• [O QUE SE PEDE]
a) Resuma em duas frases o texto sobre a liberdade de escrever.
b) Devolva, sem mudar nada, o trecho do texto sobre a liberdade de escrever que começa nas palavras "A tia comete" e termina após "a serviço dele.".

• [TEXTO FORNECIDO]
A liberdade de escrever e o sapato
cambeta
Solange Amado
Por nada não, mas vou cometer uma inconfidência. Digamos que
é uma fofoca do bem. Não reparem.
Questão de cautela que os tempos estão brabos. Nunca se sabe o que se pode
dizer.
A tia comete uns versos, uns escritos por aí e costura tudo
na bainha dos seus casacos de inverno ou esconde debaixo dos tacos da sala.
Muito bem. Sei que a tia é idosa e vocês são ageístas de
quatro costados. Mas estão enganados. Ela é esperta. Vai que desagrada Stalin,
ela vai pra Lubianka ou leva um tiro na nuca. Ou vai para algum gulag.
Pouco provável? Engano seus. Mirem-se no exemplo do poeta
russo Óssip Mandelstam. Stalin regulava a mídia por assim dizer e Mandelstam
pensava diferente dele. Além disso, apesar de todos os perrengues, tinha
talento e ganhou fama internacional. Stalin queria esse talento a serviço dele.
Seu plano de revelou inútil. Quem não está comigo, está contra mim. E aí deu no
que deu.
Desesperado, Stalin confiscou o ordenado dele, sua casa, seus
escritos. Sua sobrevivência, enfim. No inverno russo, sobrevivia de migalhas
dos amigos corajosos Sua casa era uma geladeira. Não havia lenha pra aquecer os
cômodos, nem mobília, só dois colchões. E assim viviam, ele e Nadiejda, sua
santa mulher “onde tu fores eu irei”, até no exílio onde ele morreu. Daí que ela guardava seus poemas na cachola, na falta de lugar melhor, onde
coubessem. E aí ficavam tuberculosos juntos.
Mandelstam ironizava: “em nenhum lugar do mundo se dá tanta
importância à poesia: é somente em nosso país que se fuzila por causa de um
verso”. E aos que suplicavam para que ele escrevesse coisas mais politicamente
corretas, dizia: “Eu nunca escrevo. Componho poesia na cabeça e a dito para
Nadienka. Ela é a única que escreve”. A cara metade era pau pra toda obra. Como
sói acontecer.

• [LINHAS DE DADOS]
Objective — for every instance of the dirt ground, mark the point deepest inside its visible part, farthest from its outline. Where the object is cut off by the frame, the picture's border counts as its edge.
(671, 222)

• [RESPOSTAS]
a) O texto conta que a tia costura seus versos na bainha dos casacos de inverno ou os esconde debaixo dos tacos da sala, por cautela caso desagrade Stalin. Para mostrar que o risco é real, lembra o poeta russo Óssip Mandelstam, que pensava diferente de Stalin e teve confiscados o ordenado, a casa e os escritos, e cuja mulher, Nadiejda, guardava os poemas dele na cabeça, enquanto ele ironizava que só em seu país se fuzila alguém por causa de um verso.

b)
A tia comete uns versos, uns escritos por aí e costura tudo
na bainha dos seus casacos de inverno ou esconde debaixo dos tacos da sala.
Muito bem. Sei que a tia é idosa e vocês são ageístas de
quatro costados. Mas estão enganados. Ela é esperta. Vai que desagrada Stalin,
ela vai pra Lubianka ou leva um tiro na nuca. Ou vai para algum gulag.
Pouco provável? Engano seus. Mirem-se no exemplo do poeta
russo Óssip Mandelstam. Stalin regulava a mídia por assim dizer e Mandelstam
pensava diferente dele. Além disso, apesar de todos os perrengues, tinha
talento e ganhou fama internacional. Stalin queria esse talento a serviço dele.